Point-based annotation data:
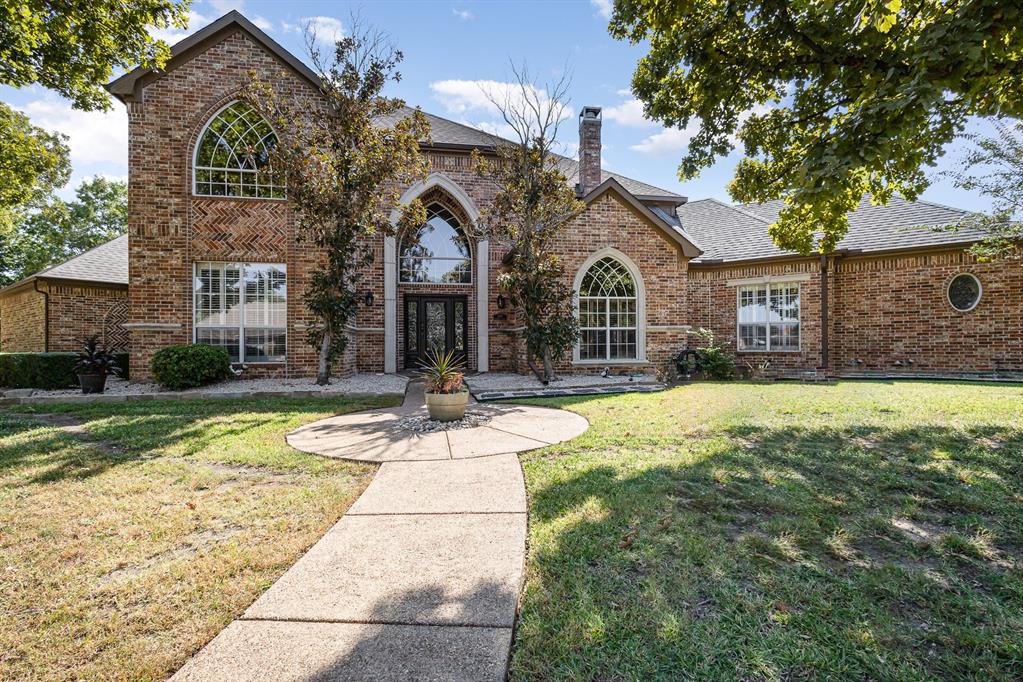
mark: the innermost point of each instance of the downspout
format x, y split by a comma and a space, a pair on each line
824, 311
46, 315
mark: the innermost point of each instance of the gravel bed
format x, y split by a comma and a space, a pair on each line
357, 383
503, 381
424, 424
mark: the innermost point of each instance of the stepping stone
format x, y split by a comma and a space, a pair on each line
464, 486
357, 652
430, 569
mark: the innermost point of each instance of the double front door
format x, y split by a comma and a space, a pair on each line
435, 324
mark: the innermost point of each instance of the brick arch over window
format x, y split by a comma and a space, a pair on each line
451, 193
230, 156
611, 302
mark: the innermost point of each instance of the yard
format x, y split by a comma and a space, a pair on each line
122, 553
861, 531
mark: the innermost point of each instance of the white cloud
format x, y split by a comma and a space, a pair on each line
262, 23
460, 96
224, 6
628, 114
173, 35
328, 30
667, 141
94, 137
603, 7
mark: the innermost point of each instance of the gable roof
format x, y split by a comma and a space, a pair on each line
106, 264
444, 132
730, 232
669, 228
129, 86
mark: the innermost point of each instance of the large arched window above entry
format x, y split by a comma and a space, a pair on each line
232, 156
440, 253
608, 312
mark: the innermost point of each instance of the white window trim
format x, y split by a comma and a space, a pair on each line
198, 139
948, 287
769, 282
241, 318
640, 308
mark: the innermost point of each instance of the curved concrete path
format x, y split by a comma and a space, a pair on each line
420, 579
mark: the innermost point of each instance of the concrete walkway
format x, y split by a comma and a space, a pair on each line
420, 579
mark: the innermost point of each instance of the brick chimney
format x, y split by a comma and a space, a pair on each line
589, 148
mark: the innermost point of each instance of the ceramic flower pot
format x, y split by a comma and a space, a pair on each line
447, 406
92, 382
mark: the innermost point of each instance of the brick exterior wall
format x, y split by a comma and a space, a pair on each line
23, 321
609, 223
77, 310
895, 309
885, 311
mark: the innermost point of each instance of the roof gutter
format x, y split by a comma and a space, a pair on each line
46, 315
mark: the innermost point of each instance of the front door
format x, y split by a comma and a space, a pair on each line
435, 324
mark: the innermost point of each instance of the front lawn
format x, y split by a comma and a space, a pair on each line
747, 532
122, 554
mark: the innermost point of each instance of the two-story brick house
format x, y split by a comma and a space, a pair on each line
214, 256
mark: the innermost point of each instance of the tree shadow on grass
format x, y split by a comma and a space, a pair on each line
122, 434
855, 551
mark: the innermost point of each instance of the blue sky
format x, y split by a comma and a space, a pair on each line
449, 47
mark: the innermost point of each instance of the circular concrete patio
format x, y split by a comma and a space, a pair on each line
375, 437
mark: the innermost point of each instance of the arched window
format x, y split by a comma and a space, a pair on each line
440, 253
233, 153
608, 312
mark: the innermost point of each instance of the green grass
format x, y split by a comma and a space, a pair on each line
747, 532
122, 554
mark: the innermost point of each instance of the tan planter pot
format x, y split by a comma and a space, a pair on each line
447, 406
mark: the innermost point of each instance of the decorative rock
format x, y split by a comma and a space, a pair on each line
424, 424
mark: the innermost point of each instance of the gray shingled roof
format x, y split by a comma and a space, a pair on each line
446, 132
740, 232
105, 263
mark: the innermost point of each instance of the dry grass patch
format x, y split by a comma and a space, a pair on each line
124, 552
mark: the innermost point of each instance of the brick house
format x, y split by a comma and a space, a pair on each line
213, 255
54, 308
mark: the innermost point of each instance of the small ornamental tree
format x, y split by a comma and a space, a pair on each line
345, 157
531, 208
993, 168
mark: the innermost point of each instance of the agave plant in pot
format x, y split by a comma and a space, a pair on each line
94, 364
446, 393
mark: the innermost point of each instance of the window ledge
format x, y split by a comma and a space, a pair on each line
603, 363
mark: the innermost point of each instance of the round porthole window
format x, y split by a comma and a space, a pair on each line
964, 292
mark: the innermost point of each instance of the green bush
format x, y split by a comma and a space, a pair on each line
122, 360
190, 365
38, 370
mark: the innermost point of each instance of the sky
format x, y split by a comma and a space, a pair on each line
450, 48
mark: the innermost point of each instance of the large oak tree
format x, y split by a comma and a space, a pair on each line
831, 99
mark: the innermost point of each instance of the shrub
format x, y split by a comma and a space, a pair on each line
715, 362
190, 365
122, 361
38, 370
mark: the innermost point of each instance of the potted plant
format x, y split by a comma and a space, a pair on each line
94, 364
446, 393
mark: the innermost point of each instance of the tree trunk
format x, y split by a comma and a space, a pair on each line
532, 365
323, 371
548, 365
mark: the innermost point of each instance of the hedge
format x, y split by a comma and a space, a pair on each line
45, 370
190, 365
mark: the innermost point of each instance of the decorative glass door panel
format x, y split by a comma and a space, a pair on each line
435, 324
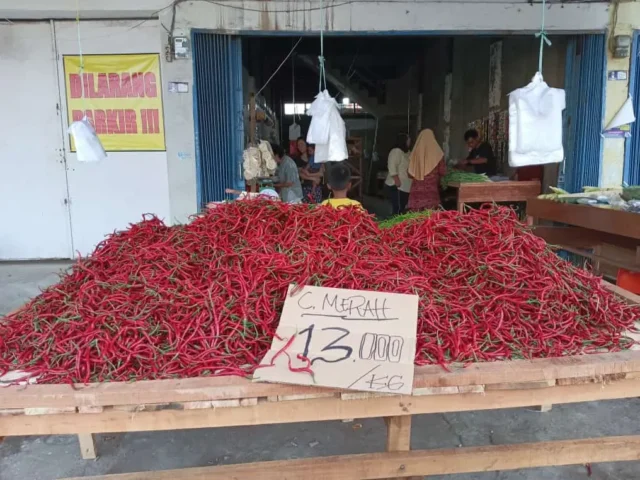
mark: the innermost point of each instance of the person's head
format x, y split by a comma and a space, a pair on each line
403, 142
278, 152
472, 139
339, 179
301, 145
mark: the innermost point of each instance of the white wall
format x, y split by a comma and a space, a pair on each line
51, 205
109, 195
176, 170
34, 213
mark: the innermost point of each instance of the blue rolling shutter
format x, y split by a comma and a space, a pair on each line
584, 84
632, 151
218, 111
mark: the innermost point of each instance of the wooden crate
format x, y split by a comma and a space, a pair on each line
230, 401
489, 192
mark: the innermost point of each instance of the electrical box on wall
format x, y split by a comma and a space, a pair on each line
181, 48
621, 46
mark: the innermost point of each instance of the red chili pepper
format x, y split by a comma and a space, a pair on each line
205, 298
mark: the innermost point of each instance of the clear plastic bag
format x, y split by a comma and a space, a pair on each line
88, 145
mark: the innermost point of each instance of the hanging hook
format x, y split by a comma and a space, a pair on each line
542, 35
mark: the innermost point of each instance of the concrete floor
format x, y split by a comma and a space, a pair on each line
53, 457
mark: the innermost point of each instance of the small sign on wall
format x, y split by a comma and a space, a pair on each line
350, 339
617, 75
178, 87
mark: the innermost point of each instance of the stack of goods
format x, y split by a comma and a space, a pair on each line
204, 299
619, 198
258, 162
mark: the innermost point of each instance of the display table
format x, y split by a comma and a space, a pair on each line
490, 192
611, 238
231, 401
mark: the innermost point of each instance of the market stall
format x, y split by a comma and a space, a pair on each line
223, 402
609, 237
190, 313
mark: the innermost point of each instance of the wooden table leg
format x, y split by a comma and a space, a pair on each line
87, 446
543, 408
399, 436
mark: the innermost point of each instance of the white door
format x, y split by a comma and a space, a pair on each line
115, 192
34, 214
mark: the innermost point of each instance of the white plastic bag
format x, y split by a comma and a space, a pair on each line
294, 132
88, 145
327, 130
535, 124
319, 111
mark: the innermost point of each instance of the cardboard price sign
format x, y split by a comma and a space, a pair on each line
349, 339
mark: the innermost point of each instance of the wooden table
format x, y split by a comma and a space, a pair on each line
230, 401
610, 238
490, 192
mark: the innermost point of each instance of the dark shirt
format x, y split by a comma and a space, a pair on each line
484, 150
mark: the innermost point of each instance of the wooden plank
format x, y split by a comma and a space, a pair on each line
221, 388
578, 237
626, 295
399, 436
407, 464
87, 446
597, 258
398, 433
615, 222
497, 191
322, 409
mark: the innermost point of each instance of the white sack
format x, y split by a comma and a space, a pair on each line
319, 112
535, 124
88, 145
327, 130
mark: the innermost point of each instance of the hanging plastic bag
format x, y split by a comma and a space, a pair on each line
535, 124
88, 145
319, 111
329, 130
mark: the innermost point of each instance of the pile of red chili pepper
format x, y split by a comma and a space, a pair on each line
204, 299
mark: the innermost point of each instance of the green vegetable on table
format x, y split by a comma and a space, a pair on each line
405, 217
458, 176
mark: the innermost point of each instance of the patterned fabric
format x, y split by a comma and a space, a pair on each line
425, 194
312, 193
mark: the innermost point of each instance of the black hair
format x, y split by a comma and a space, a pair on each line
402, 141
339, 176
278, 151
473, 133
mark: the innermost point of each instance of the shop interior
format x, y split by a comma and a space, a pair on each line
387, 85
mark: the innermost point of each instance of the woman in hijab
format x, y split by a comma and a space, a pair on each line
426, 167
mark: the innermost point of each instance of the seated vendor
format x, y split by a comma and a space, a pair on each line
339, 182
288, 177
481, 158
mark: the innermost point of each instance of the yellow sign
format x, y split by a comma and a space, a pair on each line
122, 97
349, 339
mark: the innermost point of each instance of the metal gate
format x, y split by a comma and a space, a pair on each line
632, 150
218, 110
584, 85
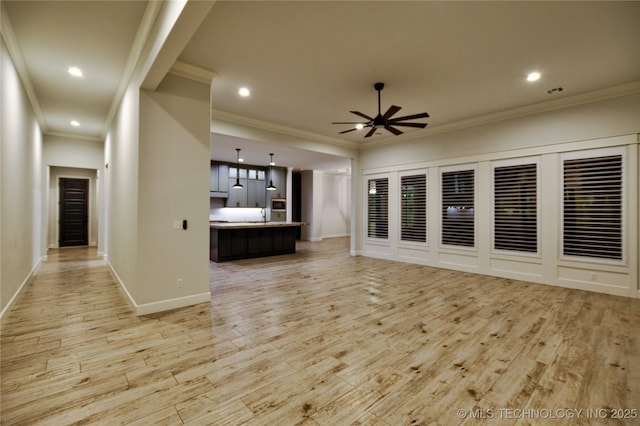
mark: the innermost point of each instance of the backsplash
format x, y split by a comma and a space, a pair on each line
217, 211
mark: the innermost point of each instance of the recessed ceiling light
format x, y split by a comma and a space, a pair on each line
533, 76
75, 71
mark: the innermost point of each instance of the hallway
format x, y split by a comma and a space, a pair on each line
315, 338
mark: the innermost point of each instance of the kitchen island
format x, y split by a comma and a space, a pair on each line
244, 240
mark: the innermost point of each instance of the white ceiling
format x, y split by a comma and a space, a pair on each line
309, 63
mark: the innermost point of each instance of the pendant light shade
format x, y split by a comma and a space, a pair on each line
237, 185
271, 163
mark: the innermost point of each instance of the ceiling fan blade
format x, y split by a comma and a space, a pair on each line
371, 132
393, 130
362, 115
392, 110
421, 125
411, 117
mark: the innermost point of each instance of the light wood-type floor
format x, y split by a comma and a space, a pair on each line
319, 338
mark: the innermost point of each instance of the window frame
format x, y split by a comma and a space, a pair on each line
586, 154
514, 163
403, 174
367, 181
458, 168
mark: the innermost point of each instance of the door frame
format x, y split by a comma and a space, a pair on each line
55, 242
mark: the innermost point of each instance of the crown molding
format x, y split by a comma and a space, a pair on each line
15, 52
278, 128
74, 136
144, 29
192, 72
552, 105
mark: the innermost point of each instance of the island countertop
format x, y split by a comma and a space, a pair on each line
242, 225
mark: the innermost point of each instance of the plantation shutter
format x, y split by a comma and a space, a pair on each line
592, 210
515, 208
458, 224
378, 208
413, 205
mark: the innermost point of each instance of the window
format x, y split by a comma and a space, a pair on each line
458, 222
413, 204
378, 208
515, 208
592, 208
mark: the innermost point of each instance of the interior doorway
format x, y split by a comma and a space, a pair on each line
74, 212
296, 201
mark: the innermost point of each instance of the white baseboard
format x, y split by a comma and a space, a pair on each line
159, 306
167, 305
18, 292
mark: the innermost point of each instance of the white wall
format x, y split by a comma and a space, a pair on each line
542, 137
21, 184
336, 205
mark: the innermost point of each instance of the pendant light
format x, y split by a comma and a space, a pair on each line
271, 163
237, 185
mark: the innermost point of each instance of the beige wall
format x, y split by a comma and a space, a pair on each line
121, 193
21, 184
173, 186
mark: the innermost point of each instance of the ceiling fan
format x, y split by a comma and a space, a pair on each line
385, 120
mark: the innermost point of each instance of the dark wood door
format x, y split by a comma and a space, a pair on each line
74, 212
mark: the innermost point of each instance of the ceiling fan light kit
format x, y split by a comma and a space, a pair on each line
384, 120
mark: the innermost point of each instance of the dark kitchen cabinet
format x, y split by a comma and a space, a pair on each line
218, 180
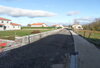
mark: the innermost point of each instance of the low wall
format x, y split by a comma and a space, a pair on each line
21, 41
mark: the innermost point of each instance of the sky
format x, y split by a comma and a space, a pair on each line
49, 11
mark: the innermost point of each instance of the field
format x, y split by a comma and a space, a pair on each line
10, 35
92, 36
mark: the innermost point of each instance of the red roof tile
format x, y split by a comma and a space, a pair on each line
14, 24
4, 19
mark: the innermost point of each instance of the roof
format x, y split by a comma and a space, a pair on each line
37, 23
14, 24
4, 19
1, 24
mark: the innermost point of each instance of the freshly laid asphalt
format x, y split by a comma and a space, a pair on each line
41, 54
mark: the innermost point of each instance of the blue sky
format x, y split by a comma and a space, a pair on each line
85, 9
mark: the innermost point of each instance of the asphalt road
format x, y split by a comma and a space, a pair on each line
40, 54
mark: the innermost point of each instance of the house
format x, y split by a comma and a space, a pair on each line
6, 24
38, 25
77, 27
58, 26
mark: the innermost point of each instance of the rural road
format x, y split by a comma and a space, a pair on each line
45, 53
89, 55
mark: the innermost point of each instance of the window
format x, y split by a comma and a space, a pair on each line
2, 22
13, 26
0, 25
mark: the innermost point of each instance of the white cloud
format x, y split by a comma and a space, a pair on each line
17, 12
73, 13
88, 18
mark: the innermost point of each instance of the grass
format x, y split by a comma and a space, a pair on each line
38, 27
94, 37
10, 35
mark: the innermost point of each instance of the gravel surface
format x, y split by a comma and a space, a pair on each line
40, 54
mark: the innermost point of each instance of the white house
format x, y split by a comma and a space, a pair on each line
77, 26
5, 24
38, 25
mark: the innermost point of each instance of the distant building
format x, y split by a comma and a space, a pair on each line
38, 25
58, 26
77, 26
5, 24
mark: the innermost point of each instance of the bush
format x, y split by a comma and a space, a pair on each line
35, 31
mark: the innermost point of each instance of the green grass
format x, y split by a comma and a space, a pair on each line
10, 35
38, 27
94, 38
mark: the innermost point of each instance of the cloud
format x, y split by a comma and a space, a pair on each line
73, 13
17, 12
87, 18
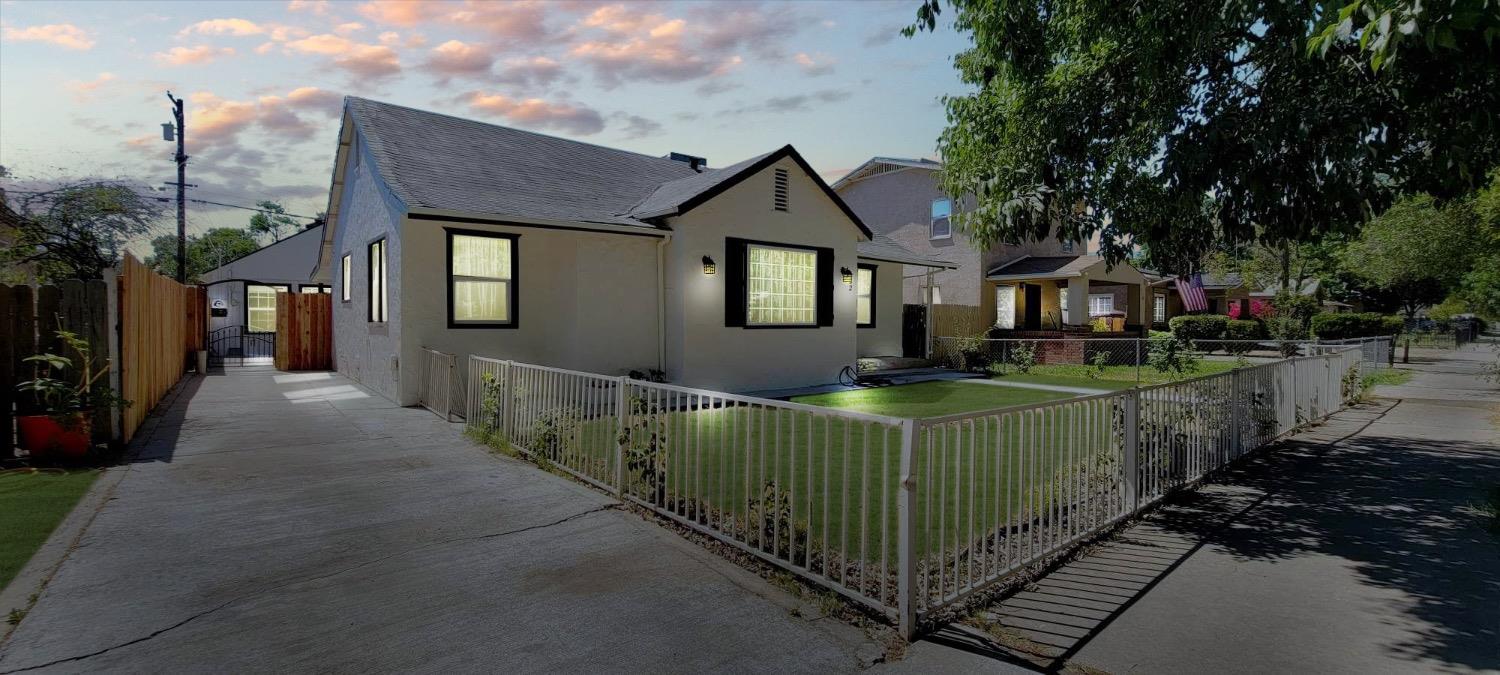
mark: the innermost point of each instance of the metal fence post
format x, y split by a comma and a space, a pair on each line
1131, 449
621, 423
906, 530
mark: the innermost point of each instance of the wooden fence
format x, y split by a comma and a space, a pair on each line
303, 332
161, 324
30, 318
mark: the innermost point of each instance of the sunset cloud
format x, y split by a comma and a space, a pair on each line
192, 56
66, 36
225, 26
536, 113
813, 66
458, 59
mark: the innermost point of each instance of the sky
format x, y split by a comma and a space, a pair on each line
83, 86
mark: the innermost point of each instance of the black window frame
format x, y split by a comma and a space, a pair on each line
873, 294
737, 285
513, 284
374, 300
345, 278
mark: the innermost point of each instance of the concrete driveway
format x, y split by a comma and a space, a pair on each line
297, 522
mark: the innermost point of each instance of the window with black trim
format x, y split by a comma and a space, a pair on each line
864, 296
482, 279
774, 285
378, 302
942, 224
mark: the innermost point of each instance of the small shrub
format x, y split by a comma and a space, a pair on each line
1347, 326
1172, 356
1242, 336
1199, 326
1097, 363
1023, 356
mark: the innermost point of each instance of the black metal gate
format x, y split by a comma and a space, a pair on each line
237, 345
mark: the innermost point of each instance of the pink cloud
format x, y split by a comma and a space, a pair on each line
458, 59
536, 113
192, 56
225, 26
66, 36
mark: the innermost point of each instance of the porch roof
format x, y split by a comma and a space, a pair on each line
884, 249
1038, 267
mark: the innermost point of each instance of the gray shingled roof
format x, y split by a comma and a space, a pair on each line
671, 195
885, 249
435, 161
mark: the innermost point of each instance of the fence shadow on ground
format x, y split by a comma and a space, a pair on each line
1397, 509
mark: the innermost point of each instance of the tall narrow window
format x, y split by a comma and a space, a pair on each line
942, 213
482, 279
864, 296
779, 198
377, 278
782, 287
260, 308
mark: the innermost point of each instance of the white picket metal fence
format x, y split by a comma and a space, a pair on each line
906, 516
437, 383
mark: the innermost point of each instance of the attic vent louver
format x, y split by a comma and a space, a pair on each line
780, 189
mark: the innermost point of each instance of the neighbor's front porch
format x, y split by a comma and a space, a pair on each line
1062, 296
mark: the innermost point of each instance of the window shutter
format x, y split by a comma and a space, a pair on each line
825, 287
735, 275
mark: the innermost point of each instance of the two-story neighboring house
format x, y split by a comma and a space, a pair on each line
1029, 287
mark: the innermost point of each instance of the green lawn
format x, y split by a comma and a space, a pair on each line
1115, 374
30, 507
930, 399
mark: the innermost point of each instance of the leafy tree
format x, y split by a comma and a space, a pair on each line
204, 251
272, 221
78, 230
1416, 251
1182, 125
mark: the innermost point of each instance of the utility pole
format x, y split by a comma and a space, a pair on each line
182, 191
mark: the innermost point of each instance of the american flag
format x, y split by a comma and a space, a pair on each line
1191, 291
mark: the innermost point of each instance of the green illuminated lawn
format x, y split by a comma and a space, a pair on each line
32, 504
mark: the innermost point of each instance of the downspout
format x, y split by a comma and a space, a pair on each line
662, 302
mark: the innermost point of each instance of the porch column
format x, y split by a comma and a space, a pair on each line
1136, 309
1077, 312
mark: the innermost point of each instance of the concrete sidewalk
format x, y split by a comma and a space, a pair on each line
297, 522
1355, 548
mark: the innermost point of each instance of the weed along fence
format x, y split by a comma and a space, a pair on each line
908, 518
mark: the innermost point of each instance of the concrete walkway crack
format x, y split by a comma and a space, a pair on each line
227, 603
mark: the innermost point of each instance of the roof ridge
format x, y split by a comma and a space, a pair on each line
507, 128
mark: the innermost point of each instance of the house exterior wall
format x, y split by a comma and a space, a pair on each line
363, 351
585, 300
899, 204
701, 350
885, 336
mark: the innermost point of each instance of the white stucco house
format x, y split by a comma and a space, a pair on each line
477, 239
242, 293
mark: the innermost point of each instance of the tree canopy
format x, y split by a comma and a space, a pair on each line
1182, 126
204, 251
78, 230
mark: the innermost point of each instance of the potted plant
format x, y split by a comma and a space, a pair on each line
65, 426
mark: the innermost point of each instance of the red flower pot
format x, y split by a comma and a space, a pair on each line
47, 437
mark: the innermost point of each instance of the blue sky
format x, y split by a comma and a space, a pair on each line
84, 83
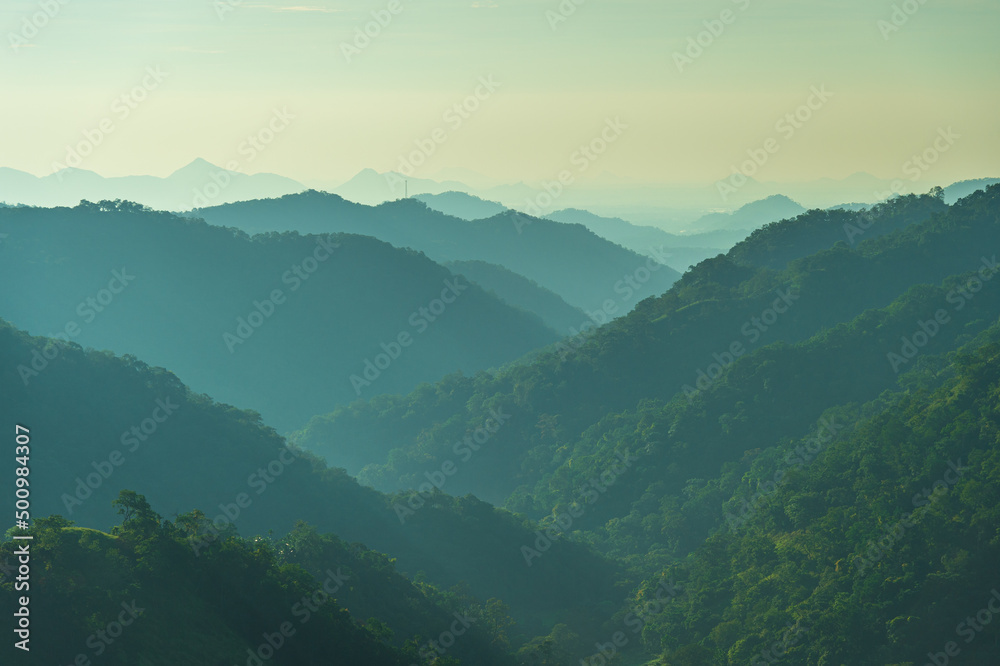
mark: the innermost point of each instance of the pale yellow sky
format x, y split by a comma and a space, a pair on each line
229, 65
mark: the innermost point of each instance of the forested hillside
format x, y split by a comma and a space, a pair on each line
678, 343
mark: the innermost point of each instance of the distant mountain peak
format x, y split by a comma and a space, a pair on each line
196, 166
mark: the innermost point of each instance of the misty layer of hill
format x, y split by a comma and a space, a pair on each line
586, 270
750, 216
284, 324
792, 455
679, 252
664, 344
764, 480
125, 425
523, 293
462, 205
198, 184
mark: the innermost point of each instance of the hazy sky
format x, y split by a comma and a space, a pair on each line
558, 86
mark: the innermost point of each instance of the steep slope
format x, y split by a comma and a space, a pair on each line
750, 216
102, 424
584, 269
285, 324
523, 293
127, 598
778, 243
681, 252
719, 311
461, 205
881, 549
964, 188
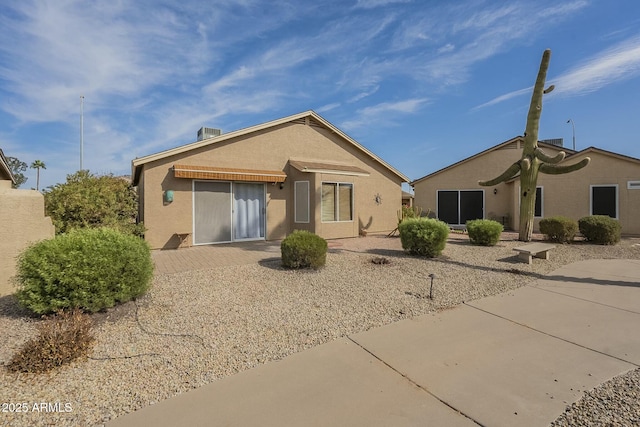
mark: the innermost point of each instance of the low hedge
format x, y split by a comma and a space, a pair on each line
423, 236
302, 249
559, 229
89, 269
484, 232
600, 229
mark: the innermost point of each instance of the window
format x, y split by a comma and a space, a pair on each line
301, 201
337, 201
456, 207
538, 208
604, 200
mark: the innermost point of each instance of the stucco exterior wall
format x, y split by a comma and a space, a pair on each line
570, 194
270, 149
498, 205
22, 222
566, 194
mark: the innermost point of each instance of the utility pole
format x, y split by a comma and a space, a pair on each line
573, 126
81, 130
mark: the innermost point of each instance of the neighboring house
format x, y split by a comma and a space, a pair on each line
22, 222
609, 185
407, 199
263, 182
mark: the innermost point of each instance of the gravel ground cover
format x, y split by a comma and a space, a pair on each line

- _TASK REQUIREMENTS_
Retype, exactly and only, the lines running from the one with "mark: the innermost point of each instance of the stucco" through the final line of the listing above.

- _COMPLETE ANSWER_
mark: the innermost point of each instance of the stucco exterior wall
format x, y split by a comma and a space, a pair on each line
570, 194
270, 149
498, 205
22, 222
566, 194
mark: the innermost point of each instance of the utility pole
format x, y split by a comma and a space, a pair on each line
573, 126
81, 130
mark: the innermost point of each instance of the neighboring house
format x, y split by a comma and a space, a pair on each line
22, 222
609, 185
407, 199
263, 182
mark: the innermost point of each instance of the gravel ground cover
format x, y split by a comma and a space, a pair on each line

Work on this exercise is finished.